DOCUMENT PASSAGE.
+--

Swimming with dolphins is old hat now. Nothing too dangerous about it. But what about being in a small boat surrounded by crocodiles and hippos? Knowing one small upset will result in you communing in their natural environment?
We decided to have a couple of nights on the Zambezi River near to the Lower Zambezi National Park. Rather than do the usual game drive sort of thing I persuaded the rest of the family to try something a little unusual. I don't think they realised what it entailed. I must admit I might have skimmed over the dangers a little. Or maybe a lot. Especially with two teenage girls who are frightened of moths and flies. Fortunately they are good strong swimmers otherwise I wouldn't have even considered it. Sometimes you need to be taken outside your comfort zone to appreciate life a little more.
We set off from Lusaka along the main road that travels south to the border with Zimbabwe. At one point there are a series of bends renown amongst the truck drivers. They have named each bend for easy reference to each other. In a car they aren't really much of anything at all, but in a beat up overloaded African truck, they can be quite different. It didn't take long to notice a few who have had brake problems –
Near to the border post we turned off along the dirt roads, eventually getting smaller as we approached where we were staying. The last section only lasted a couple of kilometres and wasn't difficult at all. You just had to be a bit careful and it was scenic driving past the local homesteads –
The usual termite mounds were in attendance –
Smaller, it got –
Along the roads you often find kids selling mushrooms. I never saw them selling this type but they might have been doing. If you know what they are then speak up –
The lodge is situated on the river near to the junction of the Zambezi and the Kafue rivers. We'll have a look round later but for now I had a walk down to the river to see what the boats were like we'd be in 'on the morrow'. I say boats, but really they are canoes –
Nearby was a moth thingy. I was told its name but as usual, I've forgotten. It wasn't called a Big Spot Moth I'm sure –
The next morning we sorted ourselves out, I fortified myself with some coffee and toast and jumped into the small boat that would tow the canoes to our start point. The idea is to start upstream and float/paddle back down towards the lodge. If you didn't make it all the way back, no problem, the boat would pick you up and do the reverse –
A guide was with us in his own canoe and we split up our provisions, in cool boxes, between us. Provisions consisted of sandwiches each, crisps, chocolate, biscuits and cola zero. We had a bit of water as well just to show some responsibility. And an apple. Even though this was to be the highlight of the short break I was a little reluctant to take too many photos. Partially so I didn't spend all my time looking at everything through a lens, but partially so I didn't drop the bloody thing over the side, nor get it wet.

+--

DIRECTIVES.
1. Identify every line in the listing that contains the string "rocks", and copy each one.
2. Pick up the Zambezi canoe trip account after its last sentence and continue it.
The Zambezi canoe trip account and the listing are unrelated material.

[Entries for pointing and labeling]

+--

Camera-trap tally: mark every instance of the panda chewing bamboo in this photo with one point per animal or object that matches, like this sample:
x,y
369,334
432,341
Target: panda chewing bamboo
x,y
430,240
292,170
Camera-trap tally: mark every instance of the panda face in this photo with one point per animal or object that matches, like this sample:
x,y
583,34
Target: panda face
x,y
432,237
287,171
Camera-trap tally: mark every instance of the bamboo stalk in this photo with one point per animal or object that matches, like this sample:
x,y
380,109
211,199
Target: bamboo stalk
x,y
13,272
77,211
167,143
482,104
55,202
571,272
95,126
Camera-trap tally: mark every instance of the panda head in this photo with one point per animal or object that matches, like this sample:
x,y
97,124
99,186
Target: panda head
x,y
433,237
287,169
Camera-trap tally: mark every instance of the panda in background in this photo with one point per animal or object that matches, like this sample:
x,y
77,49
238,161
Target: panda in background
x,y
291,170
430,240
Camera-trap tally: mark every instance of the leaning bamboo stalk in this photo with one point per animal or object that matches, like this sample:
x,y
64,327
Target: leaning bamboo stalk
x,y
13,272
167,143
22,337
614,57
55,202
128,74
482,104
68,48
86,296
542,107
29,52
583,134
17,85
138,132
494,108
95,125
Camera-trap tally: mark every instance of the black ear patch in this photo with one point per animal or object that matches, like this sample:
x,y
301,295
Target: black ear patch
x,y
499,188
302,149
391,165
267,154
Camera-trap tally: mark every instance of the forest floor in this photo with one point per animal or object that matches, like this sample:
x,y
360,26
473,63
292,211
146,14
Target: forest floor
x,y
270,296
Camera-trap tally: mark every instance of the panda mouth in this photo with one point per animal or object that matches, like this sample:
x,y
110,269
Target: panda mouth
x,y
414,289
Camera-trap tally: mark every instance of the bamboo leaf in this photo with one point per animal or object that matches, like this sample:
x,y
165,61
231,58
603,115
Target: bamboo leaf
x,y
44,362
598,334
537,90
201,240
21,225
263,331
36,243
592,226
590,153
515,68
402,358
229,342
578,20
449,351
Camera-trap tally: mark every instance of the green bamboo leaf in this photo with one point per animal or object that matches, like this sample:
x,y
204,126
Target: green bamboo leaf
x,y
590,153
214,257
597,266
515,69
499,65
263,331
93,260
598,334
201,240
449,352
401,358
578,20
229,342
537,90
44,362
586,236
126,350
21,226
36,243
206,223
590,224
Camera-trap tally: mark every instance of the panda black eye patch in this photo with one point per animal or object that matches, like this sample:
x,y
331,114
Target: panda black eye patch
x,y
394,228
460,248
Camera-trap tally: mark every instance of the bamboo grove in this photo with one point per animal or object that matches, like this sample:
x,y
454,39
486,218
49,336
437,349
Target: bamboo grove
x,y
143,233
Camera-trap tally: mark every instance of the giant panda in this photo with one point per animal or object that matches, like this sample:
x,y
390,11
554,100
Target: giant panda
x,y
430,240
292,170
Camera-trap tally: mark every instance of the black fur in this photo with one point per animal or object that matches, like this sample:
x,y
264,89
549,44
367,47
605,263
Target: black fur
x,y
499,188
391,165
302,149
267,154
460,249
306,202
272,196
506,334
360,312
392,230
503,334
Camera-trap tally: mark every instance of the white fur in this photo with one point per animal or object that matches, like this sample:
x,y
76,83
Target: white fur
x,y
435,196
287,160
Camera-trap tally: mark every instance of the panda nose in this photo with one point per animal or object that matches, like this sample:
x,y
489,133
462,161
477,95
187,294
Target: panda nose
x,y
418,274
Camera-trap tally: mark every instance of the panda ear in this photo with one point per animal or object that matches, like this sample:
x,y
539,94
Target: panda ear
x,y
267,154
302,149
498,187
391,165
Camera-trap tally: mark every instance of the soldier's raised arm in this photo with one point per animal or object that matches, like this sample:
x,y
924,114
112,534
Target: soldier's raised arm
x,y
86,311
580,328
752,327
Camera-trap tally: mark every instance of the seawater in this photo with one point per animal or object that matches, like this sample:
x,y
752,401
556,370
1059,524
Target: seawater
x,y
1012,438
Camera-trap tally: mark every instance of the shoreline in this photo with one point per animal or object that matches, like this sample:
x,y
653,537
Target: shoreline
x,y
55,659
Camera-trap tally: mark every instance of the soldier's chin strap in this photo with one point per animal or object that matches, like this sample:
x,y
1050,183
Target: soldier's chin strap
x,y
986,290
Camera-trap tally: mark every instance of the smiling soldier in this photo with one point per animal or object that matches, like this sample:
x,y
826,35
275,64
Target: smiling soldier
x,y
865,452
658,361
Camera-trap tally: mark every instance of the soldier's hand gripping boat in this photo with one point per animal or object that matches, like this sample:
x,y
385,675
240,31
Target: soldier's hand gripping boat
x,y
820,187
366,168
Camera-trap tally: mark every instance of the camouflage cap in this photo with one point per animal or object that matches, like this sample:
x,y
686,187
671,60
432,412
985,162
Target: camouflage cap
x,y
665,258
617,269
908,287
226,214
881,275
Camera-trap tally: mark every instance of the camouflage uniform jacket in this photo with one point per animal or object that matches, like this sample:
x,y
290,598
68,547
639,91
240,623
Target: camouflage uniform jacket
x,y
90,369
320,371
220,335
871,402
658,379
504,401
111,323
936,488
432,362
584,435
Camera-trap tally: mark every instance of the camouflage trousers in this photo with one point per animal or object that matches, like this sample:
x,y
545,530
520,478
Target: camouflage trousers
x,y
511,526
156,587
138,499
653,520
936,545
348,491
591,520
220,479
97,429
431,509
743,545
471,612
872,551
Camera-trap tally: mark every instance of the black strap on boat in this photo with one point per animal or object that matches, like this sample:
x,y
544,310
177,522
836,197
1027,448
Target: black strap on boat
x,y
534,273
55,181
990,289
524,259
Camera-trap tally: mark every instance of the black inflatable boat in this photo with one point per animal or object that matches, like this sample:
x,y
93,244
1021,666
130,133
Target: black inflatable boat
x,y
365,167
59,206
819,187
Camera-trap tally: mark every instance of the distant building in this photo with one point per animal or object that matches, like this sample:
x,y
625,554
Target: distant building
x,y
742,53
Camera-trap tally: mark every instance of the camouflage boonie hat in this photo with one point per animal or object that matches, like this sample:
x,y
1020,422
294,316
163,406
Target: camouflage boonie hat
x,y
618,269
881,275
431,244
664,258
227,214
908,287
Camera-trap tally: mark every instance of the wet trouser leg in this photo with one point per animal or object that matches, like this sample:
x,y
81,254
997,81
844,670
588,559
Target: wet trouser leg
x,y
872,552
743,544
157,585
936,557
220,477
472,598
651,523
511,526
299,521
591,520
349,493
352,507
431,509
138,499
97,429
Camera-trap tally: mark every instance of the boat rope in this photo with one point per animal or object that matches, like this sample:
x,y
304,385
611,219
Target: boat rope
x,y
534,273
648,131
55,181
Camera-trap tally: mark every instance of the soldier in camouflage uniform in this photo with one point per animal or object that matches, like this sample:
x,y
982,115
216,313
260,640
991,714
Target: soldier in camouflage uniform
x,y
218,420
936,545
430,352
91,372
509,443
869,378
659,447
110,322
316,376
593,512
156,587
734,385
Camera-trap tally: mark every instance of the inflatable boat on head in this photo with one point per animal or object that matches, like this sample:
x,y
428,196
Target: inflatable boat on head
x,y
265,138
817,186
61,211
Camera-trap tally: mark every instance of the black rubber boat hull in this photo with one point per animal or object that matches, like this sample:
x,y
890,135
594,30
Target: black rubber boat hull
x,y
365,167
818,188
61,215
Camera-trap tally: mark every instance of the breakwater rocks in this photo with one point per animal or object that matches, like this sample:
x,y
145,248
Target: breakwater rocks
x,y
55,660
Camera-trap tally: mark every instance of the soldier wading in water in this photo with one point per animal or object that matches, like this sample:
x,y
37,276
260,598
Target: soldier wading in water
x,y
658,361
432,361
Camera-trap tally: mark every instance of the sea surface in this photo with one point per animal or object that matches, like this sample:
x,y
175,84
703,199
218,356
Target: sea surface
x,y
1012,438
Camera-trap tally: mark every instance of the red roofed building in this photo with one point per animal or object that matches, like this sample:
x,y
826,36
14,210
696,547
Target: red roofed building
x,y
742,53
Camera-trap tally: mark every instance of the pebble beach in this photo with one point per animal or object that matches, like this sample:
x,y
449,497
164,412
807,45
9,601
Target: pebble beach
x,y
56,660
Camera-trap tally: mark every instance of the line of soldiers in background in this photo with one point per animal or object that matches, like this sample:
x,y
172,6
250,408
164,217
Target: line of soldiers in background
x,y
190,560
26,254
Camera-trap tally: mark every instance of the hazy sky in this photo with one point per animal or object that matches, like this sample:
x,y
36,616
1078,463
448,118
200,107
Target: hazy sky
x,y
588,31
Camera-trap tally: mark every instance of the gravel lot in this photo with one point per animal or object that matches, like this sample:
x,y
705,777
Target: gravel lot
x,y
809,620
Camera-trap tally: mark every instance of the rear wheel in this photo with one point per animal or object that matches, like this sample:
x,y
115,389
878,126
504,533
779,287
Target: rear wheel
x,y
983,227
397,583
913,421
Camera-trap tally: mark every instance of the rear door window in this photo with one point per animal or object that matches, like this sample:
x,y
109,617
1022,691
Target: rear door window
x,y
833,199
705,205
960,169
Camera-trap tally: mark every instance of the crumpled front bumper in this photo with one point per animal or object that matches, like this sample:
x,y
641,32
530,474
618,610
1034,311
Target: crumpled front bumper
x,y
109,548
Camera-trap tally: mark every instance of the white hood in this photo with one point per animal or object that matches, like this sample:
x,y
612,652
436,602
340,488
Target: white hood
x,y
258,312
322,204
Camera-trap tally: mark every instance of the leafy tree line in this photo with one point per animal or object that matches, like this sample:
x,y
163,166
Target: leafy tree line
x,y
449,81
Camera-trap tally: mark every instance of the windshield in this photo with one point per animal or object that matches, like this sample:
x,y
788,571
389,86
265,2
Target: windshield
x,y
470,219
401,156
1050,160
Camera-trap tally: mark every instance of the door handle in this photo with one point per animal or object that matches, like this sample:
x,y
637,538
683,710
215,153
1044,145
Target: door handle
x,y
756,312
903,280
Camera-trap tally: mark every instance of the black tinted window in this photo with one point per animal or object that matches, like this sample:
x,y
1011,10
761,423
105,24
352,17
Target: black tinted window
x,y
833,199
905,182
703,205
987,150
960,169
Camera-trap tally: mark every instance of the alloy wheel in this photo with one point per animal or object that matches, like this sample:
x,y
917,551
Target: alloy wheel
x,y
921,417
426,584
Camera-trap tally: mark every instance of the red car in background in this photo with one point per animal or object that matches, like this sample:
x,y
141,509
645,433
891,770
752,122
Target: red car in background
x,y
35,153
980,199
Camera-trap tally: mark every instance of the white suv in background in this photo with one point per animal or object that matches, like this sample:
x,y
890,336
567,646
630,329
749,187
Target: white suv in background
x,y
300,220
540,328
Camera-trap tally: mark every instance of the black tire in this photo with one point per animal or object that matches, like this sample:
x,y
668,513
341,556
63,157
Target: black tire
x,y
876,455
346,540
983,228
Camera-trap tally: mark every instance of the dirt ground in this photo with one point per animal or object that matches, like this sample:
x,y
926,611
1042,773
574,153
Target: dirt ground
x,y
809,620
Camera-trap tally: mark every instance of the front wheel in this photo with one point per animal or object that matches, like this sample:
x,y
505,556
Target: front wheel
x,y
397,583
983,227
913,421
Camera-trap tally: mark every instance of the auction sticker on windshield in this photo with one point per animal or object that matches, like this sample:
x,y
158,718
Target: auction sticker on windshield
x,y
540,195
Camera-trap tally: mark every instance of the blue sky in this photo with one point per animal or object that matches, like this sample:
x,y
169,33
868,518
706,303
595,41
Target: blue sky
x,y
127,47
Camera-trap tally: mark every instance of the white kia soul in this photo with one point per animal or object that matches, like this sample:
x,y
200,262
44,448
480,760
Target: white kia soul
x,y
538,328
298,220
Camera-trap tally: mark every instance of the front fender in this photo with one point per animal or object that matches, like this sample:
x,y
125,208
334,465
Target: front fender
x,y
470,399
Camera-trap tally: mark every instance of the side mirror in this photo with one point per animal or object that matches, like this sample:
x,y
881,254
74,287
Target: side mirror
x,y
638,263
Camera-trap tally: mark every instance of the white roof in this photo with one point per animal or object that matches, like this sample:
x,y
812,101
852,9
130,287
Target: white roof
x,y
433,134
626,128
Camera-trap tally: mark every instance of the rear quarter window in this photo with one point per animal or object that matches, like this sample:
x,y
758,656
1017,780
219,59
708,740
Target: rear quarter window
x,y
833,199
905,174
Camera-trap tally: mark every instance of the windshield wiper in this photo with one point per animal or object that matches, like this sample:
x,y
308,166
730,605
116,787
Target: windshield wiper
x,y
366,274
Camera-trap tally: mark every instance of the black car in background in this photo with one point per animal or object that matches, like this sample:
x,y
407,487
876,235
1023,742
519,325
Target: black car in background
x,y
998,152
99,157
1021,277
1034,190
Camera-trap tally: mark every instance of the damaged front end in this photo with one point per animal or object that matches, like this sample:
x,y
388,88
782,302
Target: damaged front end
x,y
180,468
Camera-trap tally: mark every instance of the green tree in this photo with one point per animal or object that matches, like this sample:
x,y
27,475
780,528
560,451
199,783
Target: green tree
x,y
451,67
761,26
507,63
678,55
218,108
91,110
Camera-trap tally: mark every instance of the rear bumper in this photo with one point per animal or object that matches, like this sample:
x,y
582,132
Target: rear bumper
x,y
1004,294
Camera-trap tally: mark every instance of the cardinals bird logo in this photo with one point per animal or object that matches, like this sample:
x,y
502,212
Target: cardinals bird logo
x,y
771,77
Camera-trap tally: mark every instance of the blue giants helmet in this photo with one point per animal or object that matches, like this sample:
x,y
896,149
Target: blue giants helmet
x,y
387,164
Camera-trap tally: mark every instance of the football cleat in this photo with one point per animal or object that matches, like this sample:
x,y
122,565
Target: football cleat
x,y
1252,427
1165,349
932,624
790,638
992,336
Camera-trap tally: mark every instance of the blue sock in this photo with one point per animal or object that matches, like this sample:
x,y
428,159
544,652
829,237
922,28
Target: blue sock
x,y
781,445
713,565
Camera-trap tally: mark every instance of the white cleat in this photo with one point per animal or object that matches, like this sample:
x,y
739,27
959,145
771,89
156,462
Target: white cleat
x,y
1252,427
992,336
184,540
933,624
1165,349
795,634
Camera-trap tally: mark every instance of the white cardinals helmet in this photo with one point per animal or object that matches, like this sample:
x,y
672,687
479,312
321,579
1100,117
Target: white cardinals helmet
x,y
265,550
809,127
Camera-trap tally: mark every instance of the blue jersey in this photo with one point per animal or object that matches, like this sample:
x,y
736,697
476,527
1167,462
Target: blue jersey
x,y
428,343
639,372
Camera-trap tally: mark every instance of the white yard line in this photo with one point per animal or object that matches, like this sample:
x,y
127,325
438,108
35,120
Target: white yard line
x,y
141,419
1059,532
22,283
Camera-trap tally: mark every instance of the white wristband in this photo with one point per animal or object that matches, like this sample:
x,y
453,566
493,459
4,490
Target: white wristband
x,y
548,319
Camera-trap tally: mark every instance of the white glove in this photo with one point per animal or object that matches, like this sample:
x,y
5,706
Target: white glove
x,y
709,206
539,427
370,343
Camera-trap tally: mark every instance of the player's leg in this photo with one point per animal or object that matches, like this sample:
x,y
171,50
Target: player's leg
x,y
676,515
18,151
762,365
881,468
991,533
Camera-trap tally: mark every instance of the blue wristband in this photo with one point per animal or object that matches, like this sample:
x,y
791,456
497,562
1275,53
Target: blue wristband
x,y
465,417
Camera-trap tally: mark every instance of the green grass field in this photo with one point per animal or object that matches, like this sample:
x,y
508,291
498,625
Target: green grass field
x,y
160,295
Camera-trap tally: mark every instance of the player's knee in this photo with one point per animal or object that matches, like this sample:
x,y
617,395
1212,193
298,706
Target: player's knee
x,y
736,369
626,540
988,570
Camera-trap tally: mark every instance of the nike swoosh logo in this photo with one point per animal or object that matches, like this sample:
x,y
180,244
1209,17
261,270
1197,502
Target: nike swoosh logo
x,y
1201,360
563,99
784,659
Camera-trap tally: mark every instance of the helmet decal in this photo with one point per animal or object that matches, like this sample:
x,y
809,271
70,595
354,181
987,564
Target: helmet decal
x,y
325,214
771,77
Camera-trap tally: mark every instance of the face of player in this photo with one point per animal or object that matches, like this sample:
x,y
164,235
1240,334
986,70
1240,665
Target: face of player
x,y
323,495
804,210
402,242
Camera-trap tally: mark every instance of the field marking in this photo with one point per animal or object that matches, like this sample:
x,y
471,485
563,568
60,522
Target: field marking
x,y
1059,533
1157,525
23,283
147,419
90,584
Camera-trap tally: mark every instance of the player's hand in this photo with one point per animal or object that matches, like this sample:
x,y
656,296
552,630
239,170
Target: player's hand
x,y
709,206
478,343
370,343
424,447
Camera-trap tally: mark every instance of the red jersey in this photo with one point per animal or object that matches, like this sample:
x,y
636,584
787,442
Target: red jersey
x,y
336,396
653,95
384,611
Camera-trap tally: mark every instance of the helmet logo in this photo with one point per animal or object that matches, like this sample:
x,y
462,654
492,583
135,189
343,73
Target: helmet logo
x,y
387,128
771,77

+--

EXERCISE RESPONSES.
1.
Camera-trap tally: mark every instance of the breakwater rocks in this photo with one point per animal or object that matches, like this sample:
Target: breakwater rocks

2.
I've done this type of canoeing enough to be comfortable with it. It may not be technically too correct but for a layman like me I split the two types into Canadian type canoeing and kayaking. I've been fortunate to do enough kayaking to be proficient and not overwhelmed, especially in some African rivers and a spell of a few days in New Zealand, the other type, this type, I have done less but enough to keep my hand (paddle?) in. Mrs M and the daughters have never. So I took the daughter who seemed the most scared and after a small familiarisation for Mrs M in some placid water (bless 'er, she adapts to most things), we set off. Hang on a sec, before we did set off the guide gave us a safety talk.
It consisted of saying not to get between a hippo and deep water, which is usually where they want to go. If you do fall in, hold onto the canoe and the rest of us will save you. If you fall in near to, or are tipped in by, a hippo, swim away from the canoe as the hippo will go for the largest object. This being the green canoe. It wasn't until later I realised no mention was made of the crocodiles and what to do with them. Yikes. We set off in line astern. This lasted for all of twenty metres until the wind kept catching the canoes and trying to swing them away. Sometimes some hard paddling was necessary to keep more or less straight. I also have been 'blessed' to have a wife and daughters who don't seem to know left from right. If I say to paddle forwards on the left there is either a long hesitation while they work it out or an immediate reaction but on the right/wrong side. No wonder I now have a strained muscle in my shoulder trying to compensate. There was a fair old current as well –
A pod of hippos were close by after not too long at all –
Then the crocs on the banks. There were probably some in the water as well nearby but they remained elusive –
Another group/pod/whatever you call them, of hippos ten to twenty metres away –
We ended up seeing more hippos than you could shake a stick at. At one point we had to backpaddle 'with alacrity' because one had popped up just in front of my canoe. Daughter let out a scream as she was quite a lot closer to it than I was.
That was about what it was like all the time on the river. Periods of drifting down, periods of battling a head and side wind, periods of hoping the flaming hippos would let us sneak past without reacting, periods of peace and calm shattered by the loud 'huff' of a rising hippo nearby. The crocodiles never seemed to come to the party and probably hung around in the kitchen out of the way, drinking all the beer and gossiping. Actually I bet the hippos scared most of them off.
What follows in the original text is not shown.